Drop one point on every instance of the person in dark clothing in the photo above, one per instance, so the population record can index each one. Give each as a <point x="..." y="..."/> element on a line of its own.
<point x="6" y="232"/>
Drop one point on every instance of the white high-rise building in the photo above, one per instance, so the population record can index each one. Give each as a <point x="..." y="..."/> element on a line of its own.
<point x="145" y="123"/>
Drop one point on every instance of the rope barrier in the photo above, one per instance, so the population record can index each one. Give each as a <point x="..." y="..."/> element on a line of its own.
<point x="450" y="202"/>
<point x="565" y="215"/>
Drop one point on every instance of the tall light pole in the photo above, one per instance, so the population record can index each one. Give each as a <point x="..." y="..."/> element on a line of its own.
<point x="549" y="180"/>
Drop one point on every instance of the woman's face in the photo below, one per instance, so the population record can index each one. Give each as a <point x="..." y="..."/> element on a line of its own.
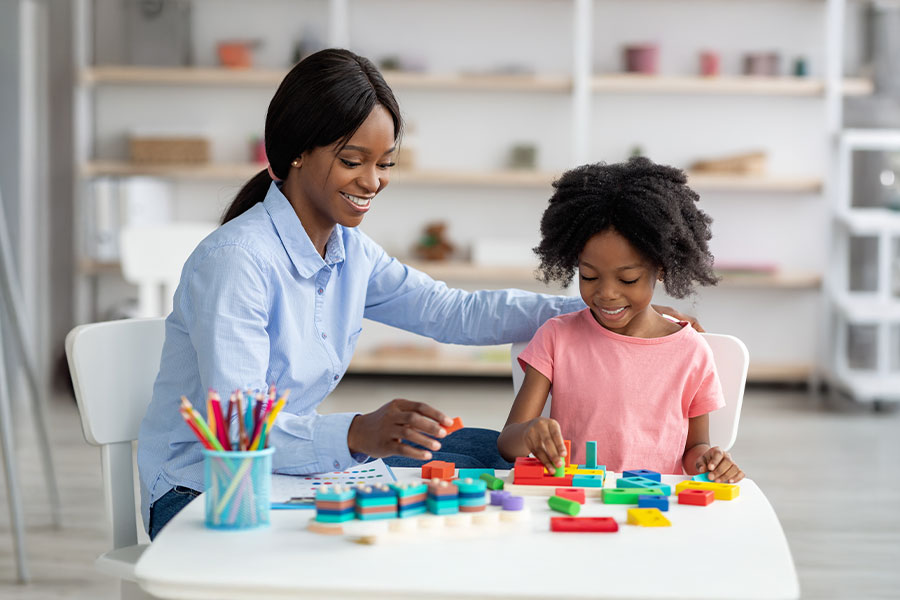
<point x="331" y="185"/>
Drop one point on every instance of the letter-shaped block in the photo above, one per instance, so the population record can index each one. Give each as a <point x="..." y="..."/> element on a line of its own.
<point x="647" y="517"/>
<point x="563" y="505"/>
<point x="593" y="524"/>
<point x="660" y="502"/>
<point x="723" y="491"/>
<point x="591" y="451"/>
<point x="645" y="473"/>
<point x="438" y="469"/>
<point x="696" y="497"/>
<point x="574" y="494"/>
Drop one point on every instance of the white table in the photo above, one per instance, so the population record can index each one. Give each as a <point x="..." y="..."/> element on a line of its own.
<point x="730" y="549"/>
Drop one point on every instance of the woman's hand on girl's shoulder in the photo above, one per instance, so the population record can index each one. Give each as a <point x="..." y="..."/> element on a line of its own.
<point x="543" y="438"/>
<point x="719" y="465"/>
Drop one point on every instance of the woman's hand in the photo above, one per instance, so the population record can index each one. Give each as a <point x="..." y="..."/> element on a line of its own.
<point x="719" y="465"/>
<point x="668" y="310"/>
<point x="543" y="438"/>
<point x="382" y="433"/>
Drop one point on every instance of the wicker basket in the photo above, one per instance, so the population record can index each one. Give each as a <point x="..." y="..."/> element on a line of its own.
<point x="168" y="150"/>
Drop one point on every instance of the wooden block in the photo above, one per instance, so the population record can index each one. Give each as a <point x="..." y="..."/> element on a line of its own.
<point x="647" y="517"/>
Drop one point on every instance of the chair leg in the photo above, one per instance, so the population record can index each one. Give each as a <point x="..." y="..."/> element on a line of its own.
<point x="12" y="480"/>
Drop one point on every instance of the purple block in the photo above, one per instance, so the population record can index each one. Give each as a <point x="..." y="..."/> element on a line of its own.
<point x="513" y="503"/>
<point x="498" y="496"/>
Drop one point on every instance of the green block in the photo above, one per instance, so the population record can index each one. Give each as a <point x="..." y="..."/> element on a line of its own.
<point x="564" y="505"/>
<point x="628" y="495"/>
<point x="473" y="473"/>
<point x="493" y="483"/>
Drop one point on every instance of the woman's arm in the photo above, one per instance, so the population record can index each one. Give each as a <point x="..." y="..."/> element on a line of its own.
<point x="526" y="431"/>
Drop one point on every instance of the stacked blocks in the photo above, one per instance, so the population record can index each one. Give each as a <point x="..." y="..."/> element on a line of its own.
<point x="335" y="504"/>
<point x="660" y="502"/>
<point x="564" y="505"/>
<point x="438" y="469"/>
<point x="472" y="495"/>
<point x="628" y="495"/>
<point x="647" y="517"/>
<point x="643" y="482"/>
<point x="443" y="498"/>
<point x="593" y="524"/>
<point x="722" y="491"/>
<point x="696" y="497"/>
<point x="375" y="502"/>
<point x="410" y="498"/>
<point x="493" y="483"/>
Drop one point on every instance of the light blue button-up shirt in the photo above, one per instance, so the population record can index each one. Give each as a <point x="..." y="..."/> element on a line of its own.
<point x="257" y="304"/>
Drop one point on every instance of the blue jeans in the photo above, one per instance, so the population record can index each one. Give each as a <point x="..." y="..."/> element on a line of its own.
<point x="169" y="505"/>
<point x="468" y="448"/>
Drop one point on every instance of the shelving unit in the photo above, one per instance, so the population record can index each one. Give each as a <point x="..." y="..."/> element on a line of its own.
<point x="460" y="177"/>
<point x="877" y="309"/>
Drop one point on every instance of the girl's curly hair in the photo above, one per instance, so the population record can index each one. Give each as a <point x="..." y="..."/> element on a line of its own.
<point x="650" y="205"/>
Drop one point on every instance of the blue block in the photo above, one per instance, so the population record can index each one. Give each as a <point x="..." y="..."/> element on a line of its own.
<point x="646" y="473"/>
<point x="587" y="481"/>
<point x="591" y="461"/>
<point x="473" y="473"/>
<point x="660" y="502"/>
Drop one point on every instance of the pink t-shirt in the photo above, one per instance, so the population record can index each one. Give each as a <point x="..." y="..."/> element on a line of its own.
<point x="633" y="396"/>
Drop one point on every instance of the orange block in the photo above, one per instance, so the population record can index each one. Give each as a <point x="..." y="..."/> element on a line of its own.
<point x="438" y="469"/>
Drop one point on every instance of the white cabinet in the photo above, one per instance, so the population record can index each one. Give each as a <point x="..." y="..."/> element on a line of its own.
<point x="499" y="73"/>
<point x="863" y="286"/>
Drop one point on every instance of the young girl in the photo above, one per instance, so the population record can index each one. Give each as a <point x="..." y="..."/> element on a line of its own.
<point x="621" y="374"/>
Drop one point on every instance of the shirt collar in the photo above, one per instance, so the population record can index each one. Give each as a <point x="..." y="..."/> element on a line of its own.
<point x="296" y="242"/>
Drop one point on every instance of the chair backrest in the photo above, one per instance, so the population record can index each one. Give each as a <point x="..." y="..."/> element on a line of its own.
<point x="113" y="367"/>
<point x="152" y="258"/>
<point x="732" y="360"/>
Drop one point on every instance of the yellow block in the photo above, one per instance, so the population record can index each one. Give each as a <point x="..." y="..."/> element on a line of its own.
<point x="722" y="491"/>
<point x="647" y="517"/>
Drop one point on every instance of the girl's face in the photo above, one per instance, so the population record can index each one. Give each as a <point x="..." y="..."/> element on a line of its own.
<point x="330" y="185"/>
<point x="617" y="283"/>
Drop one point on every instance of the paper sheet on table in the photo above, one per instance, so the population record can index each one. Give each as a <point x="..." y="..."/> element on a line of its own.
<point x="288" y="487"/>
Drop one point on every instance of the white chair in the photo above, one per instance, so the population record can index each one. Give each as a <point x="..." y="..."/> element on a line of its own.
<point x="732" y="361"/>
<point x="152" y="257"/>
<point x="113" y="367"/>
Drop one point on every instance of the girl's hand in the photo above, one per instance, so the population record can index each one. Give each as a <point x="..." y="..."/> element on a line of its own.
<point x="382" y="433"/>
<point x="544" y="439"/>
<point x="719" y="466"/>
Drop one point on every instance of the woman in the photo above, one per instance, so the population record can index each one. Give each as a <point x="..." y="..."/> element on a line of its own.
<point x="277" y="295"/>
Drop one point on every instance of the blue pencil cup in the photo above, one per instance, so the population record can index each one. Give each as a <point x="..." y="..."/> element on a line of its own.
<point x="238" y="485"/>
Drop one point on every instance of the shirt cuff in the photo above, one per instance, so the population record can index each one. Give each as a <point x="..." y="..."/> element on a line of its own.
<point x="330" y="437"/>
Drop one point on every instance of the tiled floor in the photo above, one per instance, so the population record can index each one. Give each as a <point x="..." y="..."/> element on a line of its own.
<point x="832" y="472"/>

:::::

Each entry above is to be given again exactly, and any image in it is to be dropped.

> Completed exercise
Drop one point on every instance of the person in dark clothing in the photo above, one per instance, so the population record can index each one. Give each as a <point x="..." y="..."/> element on a line of its own.
<point x="6" y="232"/>
Drop one point on every instance of the white high-rise building in the photo above, one per instance, so the population record can index each one. Give each as a <point x="..." y="..."/> element on a line of its own.
<point x="145" y="123"/>
Drop one point on every instance of the rope barrier in the photo above, one per instance, so the population record can index each one. Give each as a <point x="..." y="..."/> element on a line of its own.
<point x="450" y="202"/>
<point x="565" y="215"/>
Drop one point on every instance of the tall light pole in the photo above, one per instance, so the population record can index each one. Give each as a <point x="..." y="..."/> element on a line of its own.
<point x="549" y="180"/>
Drop one point on every instance of the woman's face in the photo below, one per instance, so the population record can index each one. Give each as a <point x="..." y="..."/> element on a line of its own.
<point x="331" y="185"/>
Drop one point on every instance of the letter-shaped block in the photo above, one per instance, so the population record can index each one. Give each as a <point x="..." y="..."/> element on a line of its own.
<point x="647" y="517"/>
<point x="563" y="505"/>
<point x="593" y="524"/>
<point x="660" y="502"/>
<point x="723" y="491"/>
<point x="591" y="451"/>
<point x="645" y="473"/>
<point x="438" y="469"/>
<point x="696" y="497"/>
<point x="574" y="494"/>
Drop one point on every instance of the white table in the photo above, one per instance, so the population record can index each one. Give each as a <point x="..." y="..."/> element on a line of its own.
<point x="730" y="549"/>
Drop one point on every instance of the woman's hand on girl's shoulder in the photo above, one per instance, so the population record can index each one. Give each as a <point x="..." y="..."/> element on a line of its own.
<point x="543" y="438"/>
<point x="719" y="465"/>
Drop one point on every instance of the woman's hand in the photo above, one per instance, so the population record can index each one. Give each as a <point x="..." y="..."/> element on a line of its own.
<point x="719" y="465"/>
<point x="668" y="310"/>
<point x="543" y="438"/>
<point x="382" y="433"/>
Drop one point on every instance of the wicker basket in the photo above, one per instance, so the population record can index each one. Give each as a <point x="..." y="..."/> element on a line of its own.
<point x="168" y="150"/>
Drop one point on every instance of the wooden block in the photo above, one per instance, so the population record can index each one. Give each as a <point x="..." y="..."/> element on a line of its own.
<point x="647" y="517"/>
Drop one point on every instance of the chair leg in the photo above, one per instance, so the population record can index each one. Give each as a <point x="..." y="..."/> element on a line of its own.
<point x="12" y="480"/>
Drop one point on every instance of the purple block in the photo above, one per instance, so the population record can index each one. Give each as a <point x="..." y="..."/> element on a line of its own.
<point x="513" y="503"/>
<point x="498" y="496"/>
Drop one point on every instance of the green block in the photo above, one per instance, so the population record can index each one. Give each as a <point x="..." y="..."/> element on a line of its own.
<point x="564" y="505"/>
<point x="628" y="495"/>
<point x="473" y="473"/>
<point x="493" y="483"/>
Drop one point on every instance of the woman's arm in the photo above, one per instance, so the population record can index each one. Give each as a <point x="..." y="..."/> element on a line of its own.
<point x="526" y="431"/>
Drop one point on every instance of the stacked blocks in the photo above, one per instance, so the population record can index each one. Give each as a <point x="..." y="..."/> element on a line of its own.
<point x="335" y="504"/>
<point x="660" y="502"/>
<point x="564" y="505"/>
<point x="438" y="469"/>
<point x="472" y="495"/>
<point x="628" y="495"/>
<point x="647" y="517"/>
<point x="643" y="482"/>
<point x="443" y="498"/>
<point x="593" y="524"/>
<point x="722" y="491"/>
<point x="696" y="497"/>
<point x="375" y="502"/>
<point x="410" y="498"/>
<point x="493" y="483"/>
Drop one point on every instance of the light blue button-up shirt in the photo above, one per instance, so the population record can index each one. Give each as a <point x="..." y="..."/> element on a line of its own.
<point x="257" y="304"/>
Drop one point on every instance of the blue jeans in the photo above, one per instance, so the population record can index each one. Give each as a <point x="..." y="..."/> element on a line of its own.
<point x="169" y="505"/>
<point x="468" y="448"/>
Drop one point on every instance of the shelving unit in the photo above, one per instance, so the population record can index each one. Give each as a <point x="..." y="..."/> element on a line of its own.
<point x="460" y="177"/>
<point x="877" y="309"/>
Drop one point on every instance of the girl's curly hair in the photo above, one per instance, so the population record can index each one. Give each as a <point x="..." y="..."/> element on a line of its own.
<point x="650" y="205"/>
Drop one point on every instance of the blue block in the photo above, one per instance, so the population record can index each one. Give each as a <point x="..." y="..."/> element on a line of its own.
<point x="646" y="473"/>
<point x="587" y="481"/>
<point x="591" y="461"/>
<point x="473" y="473"/>
<point x="660" y="502"/>
Drop one point on every instance of the pink t-shirt in the photo above, one per instance, so the population record can index each one. Give each as a <point x="..." y="..."/> element on a line of its own.
<point x="633" y="396"/>
Drop one point on every instance of the orange block in the photo above, one per instance, so the population record can index each one. Give each as a <point x="..." y="..."/> element on a line of its own.
<point x="438" y="469"/>
Drop one point on every instance of the white cabinet in the photo above, one per instance, so the population record can index each one. Give each as a <point x="..." y="..."/> element on a line of its own.
<point x="499" y="73"/>
<point x="863" y="286"/>
Drop one point on every instance of the young girl in the photo above, one per instance, so the population record can index each one. Give each as a <point x="..." y="..."/> element on a line of its own.
<point x="621" y="374"/>
Drop one point on every instance of the shirt collar in the photo above, one per instance, so the population record can index each one. Give each as a <point x="..." y="..."/> element on a line of its own.
<point x="296" y="242"/>
Drop one point on every instance of the chair backrest in the photo above, one per instance, so the population record can index each one. Give each as a <point x="..." y="..."/> element on a line of its own.
<point x="113" y="367"/>
<point x="152" y="258"/>
<point x="732" y="360"/>
Drop one point on every instance of the yellow block in the photo above, one per instance, so the population record can index each one. Give each as a <point x="..." y="..."/> element on a line of its own.
<point x="722" y="491"/>
<point x="647" y="517"/>
Drop one point on every instance of the girl's face in the photo above, one per instance, so the population record can index each one. Give each as a <point x="..." y="..."/> element on a line of its own.
<point x="330" y="185"/>
<point x="617" y="283"/>
Drop one point on every instance of the paper sheet on table in the photo above, one per instance, so the population record can index each one. Give each as a <point x="..." y="..."/> element on a line of its own.
<point x="288" y="487"/>
Drop one point on every instance of the white chair in the photo above, one per instance, so the population record can index each one. Give each as a <point x="..." y="..."/> element on a line of its own.
<point x="732" y="361"/>
<point x="152" y="257"/>
<point x="113" y="367"/>
Drop one point on every instance of the girl's hand in the photo above, one per instance, so the population record can index each one. Give each as a <point x="..." y="..."/> element on a line of its own.
<point x="382" y="433"/>
<point x="544" y="439"/>
<point x="719" y="466"/>
Drop one point on every instance of the woman in the photo above, one per instance, so the population record can index each one. Give each as a <point x="..." y="..."/> element on a line of its own.
<point x="277" y="295"/>
Drop one point on every instance of the blue pencil cup in the photo above, one per instance, so the population record can index each one. Give each as a <point x="..." y="..."/> element on a line of its own.
<point x="238" y="485"/>
Drop one point on every instance of the shirt cuff in the photo above, one per instance, so the population record can index each one. Give each as a <point x="..." y="..."/> element on a line of its own.
<point x="330" y="437"/>
Drop one point on every instance of the tiled floor in the photo above, one per instance, so the population record can index each one. Give each as a <point x="..." y="..."/> element on a line of its own.
<point x="832" y="472"/>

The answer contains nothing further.